* Aim of the exercise: Can you swap "overpass" for "flyover" in the lines starting with the one containing "Could you indicate which part of this picture the sky" and going on through the one containing "[18,104,44,135]", then return only those lines with nothing else changed?

-- START --

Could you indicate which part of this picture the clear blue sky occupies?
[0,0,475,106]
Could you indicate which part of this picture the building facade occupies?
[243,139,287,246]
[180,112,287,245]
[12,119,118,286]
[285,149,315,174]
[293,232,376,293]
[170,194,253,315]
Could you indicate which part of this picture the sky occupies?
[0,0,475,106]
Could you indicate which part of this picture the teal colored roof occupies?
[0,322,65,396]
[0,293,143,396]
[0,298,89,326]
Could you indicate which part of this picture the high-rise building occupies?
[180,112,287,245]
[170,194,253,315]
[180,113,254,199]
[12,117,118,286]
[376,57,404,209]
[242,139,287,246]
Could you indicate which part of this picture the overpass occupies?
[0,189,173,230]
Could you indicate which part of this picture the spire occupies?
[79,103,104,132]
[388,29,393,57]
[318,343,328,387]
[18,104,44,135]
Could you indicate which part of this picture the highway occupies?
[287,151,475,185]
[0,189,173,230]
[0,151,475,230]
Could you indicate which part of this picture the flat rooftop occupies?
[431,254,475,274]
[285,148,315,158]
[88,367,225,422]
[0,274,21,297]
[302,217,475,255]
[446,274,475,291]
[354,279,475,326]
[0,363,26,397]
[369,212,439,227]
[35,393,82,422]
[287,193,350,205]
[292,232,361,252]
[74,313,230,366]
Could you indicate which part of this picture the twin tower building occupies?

-- END --

* Answer for the task:
Could you indicate which part of this picture the sky occupies?
[0,0,475,106]
Could you indicate which part of this picture the teal colored roof occupies?
[0,322,65,396]
[0,293,143,396]
[0,298,89,326]
Could you indicate which part of this picture the high-rise building occupies?
[180,112,287,245]
[170,194,253,315]
[180,113,254,199]
[12,117,118,286]
[376,57,404,209]
[242,139,287,246]
Could you indicate which part of this picture the flyover occupies?
[0,189,173,230]
Could you indicate which part of this picture the spire occupies?
[79,103,104,132]
[388,29,393,57]
[318,343,328,387]
[18,104,44,135]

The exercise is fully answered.